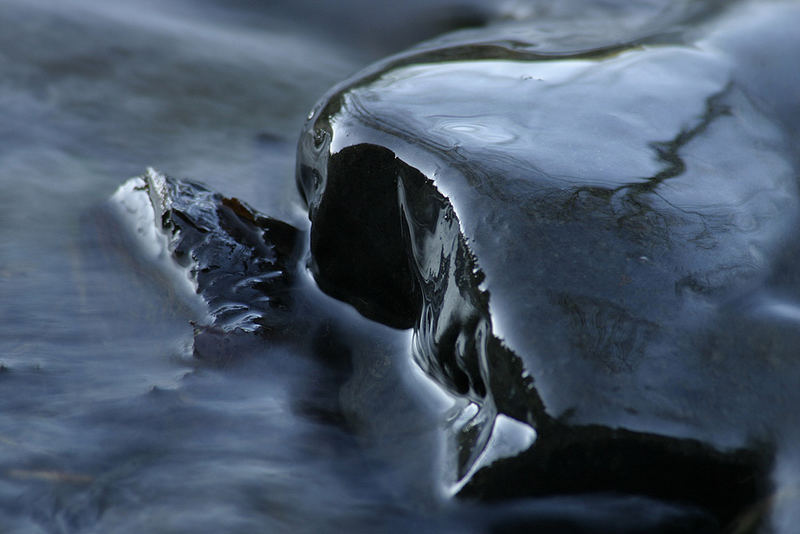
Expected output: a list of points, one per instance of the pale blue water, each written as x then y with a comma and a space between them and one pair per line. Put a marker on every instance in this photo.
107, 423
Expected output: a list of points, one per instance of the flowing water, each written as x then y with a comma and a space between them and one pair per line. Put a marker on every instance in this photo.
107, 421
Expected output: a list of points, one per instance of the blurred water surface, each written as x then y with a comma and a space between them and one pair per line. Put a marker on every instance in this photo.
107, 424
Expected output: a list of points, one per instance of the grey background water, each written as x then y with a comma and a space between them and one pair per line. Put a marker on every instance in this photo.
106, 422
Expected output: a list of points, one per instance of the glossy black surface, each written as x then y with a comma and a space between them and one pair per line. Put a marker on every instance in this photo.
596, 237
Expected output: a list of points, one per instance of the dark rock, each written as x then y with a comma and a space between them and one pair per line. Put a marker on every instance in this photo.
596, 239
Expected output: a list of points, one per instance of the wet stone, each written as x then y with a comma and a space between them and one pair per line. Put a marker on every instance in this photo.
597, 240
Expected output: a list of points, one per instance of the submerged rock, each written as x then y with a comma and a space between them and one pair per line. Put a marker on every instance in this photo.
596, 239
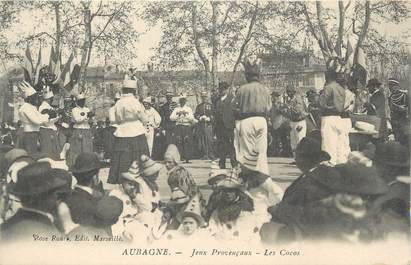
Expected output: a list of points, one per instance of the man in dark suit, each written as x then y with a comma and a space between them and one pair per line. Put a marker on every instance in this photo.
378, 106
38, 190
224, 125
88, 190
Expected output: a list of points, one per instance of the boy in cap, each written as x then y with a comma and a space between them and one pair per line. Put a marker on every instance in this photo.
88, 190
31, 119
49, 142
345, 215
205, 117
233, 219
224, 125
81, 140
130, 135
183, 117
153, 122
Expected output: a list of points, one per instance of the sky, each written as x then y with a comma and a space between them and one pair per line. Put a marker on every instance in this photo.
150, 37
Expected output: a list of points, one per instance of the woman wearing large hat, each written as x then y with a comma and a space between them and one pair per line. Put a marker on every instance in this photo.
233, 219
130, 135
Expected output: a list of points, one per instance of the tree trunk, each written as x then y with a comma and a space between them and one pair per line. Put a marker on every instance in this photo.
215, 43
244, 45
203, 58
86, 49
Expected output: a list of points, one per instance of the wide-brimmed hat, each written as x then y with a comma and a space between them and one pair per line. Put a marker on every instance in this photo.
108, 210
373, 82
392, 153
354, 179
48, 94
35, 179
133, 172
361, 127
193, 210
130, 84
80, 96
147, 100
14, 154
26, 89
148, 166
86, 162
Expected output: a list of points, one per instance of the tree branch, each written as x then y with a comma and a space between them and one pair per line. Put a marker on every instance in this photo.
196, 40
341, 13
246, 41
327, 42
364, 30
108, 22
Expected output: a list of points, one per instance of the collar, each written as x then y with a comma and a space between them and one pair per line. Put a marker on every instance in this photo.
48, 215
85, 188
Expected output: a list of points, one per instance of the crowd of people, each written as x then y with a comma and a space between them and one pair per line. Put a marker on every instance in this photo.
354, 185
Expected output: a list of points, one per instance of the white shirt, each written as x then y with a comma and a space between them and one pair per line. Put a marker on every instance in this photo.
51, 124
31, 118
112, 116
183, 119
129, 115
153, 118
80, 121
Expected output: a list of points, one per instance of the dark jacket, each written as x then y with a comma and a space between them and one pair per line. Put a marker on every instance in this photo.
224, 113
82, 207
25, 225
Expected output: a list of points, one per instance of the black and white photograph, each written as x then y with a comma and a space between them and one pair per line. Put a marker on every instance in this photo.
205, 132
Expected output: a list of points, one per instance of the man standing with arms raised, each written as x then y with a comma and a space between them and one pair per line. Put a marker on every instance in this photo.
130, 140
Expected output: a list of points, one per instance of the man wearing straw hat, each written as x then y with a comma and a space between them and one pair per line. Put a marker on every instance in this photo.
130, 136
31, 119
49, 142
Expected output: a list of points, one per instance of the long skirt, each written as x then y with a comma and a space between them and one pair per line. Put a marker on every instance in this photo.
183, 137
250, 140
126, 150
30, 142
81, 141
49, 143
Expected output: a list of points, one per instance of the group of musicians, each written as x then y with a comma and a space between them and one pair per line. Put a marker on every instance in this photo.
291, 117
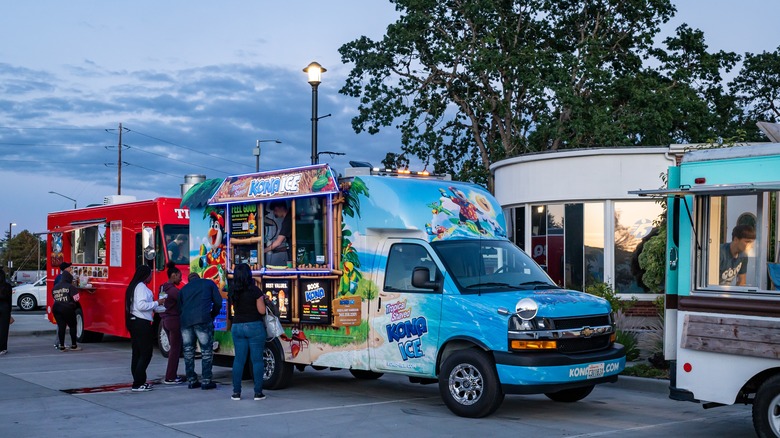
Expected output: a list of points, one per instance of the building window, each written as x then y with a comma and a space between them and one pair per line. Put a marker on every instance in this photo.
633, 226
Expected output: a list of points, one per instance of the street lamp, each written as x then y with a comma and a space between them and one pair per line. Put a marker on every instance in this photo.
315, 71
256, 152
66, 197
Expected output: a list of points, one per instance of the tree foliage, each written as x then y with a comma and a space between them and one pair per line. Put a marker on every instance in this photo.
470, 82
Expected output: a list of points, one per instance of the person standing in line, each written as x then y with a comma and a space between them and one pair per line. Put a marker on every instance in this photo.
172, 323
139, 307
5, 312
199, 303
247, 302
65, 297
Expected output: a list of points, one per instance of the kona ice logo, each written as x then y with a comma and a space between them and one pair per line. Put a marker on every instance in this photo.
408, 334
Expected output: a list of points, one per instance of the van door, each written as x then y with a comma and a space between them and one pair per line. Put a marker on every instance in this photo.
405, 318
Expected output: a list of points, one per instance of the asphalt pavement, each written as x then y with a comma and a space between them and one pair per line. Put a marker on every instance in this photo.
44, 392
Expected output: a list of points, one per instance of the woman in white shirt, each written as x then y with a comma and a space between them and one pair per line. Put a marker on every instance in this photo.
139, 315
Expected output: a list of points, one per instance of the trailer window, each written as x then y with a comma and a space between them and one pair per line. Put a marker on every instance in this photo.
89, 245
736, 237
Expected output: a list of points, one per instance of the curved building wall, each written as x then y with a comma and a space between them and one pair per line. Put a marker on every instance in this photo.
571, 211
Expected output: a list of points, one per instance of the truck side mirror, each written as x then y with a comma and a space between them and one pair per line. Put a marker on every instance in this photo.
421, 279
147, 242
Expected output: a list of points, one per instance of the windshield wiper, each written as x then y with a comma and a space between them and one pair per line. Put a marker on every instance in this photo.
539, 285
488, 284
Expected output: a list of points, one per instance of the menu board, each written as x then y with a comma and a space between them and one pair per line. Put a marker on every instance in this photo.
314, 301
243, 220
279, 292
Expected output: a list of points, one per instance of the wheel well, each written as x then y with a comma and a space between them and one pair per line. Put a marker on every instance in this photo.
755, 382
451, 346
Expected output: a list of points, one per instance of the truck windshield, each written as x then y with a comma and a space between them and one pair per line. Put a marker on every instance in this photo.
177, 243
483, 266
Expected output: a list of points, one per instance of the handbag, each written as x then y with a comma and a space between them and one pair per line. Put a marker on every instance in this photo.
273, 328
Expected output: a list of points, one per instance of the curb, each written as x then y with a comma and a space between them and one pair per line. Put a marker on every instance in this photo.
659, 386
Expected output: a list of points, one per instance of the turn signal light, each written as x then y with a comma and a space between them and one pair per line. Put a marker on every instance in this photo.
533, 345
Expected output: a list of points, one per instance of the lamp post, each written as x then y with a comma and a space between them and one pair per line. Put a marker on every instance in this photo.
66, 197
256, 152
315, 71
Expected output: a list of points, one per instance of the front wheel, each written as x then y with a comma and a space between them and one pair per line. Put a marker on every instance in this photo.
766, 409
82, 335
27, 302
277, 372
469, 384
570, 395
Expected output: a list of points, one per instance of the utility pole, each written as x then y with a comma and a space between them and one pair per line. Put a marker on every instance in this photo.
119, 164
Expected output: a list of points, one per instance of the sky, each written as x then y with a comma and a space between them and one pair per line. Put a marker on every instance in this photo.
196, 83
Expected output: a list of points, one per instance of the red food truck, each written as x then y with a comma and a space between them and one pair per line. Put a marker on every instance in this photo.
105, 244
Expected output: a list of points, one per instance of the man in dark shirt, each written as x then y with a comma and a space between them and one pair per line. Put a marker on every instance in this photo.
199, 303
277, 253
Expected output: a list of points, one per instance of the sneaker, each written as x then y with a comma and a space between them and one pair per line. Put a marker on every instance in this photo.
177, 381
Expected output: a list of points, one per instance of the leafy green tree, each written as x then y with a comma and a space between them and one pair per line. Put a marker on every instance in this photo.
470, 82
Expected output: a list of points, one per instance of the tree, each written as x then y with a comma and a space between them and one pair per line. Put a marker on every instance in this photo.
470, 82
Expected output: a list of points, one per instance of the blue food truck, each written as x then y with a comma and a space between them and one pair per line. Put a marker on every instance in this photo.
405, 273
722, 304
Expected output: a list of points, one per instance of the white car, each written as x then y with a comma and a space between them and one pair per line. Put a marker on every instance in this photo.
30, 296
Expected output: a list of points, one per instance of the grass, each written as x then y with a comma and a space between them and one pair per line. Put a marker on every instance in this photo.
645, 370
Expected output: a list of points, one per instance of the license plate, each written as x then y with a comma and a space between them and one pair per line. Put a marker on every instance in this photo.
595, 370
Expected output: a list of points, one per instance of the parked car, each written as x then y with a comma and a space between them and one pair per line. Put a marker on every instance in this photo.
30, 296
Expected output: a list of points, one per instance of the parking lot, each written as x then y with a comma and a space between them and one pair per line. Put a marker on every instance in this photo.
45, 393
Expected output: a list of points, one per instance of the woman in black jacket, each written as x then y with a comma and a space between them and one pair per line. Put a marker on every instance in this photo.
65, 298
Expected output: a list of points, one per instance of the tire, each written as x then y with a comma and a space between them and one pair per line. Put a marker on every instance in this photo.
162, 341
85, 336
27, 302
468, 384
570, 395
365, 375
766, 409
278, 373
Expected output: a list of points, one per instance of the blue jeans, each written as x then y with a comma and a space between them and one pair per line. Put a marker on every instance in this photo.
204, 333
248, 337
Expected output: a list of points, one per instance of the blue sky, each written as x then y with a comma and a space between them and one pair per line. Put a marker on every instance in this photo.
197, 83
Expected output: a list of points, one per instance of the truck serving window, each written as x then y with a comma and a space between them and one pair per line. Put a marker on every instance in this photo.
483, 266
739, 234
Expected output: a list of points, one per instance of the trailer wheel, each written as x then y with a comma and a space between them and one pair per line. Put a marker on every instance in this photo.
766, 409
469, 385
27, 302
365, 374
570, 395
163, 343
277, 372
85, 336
==
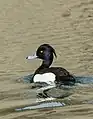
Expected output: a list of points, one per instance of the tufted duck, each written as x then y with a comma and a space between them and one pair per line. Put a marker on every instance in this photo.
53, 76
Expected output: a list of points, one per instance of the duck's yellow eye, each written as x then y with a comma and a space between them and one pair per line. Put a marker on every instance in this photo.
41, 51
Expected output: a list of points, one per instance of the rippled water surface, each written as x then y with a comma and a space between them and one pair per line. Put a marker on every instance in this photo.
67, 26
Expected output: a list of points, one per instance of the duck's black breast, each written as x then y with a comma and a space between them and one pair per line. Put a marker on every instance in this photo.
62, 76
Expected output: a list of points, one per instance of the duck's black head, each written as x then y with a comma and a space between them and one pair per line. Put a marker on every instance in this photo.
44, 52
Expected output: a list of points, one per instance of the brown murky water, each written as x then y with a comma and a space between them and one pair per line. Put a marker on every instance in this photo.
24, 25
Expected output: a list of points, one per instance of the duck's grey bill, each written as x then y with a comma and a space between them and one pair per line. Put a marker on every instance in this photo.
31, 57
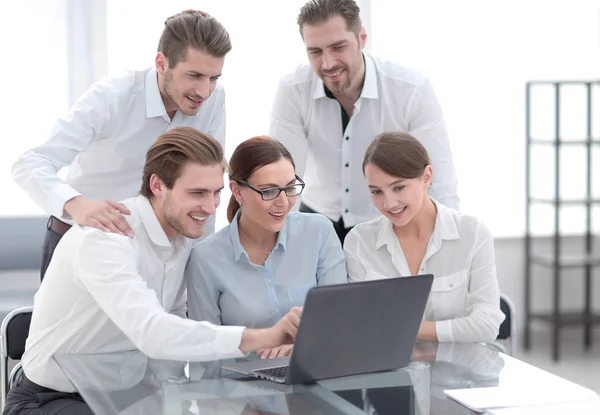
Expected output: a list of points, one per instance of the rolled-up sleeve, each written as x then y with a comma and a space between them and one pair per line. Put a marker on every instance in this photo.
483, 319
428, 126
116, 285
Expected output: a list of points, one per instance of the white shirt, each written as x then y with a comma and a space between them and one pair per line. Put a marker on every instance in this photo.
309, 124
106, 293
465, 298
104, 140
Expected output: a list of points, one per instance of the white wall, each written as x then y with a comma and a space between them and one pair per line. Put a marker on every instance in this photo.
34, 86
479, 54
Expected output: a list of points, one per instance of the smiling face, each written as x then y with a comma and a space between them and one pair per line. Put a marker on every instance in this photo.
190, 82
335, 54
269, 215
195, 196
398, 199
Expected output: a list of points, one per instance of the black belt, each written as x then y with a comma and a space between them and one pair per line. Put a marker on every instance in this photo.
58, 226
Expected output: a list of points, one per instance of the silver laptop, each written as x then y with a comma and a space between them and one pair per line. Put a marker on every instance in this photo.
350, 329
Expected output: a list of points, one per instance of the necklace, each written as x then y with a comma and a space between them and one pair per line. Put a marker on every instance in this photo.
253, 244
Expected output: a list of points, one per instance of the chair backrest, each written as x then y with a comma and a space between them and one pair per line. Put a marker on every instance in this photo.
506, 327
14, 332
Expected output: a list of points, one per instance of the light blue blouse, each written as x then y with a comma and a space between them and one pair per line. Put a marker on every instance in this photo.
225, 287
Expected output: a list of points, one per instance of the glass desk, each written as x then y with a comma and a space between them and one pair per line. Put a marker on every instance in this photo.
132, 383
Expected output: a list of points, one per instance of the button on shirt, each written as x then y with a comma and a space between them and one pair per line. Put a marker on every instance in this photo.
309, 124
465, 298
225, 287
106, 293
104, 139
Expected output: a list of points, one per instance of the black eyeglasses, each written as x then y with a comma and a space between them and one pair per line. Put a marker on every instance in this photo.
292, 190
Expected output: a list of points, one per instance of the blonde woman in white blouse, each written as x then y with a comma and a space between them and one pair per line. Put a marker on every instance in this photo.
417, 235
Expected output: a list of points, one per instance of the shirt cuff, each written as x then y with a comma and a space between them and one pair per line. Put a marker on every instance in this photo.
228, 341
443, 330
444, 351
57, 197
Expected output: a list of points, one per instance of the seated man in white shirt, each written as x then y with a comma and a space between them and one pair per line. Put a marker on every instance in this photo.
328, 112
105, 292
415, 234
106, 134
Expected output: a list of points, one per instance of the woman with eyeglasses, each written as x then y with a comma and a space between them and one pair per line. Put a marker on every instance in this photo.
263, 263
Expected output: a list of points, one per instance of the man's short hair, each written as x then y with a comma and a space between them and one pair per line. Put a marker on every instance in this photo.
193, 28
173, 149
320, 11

=== EXERCISE GOAL ===
Pull out every line from the entries above that includes the word "rock", keeping only those lines. Case matters, so match the word with the same capitalization.

=== RESPONSE TO THIS EXERCISE ===
Expected output: a list of points, one per instance of the dark rock, each written as x then y with a comma and a space between them and one pair per line. Put a marker on every instance in this photo.
Expected output: a list of points, one per instance of the submerged rock, each written as x then y with a comma and a space between them and one pair per line. Put a marker on every instance in this photo.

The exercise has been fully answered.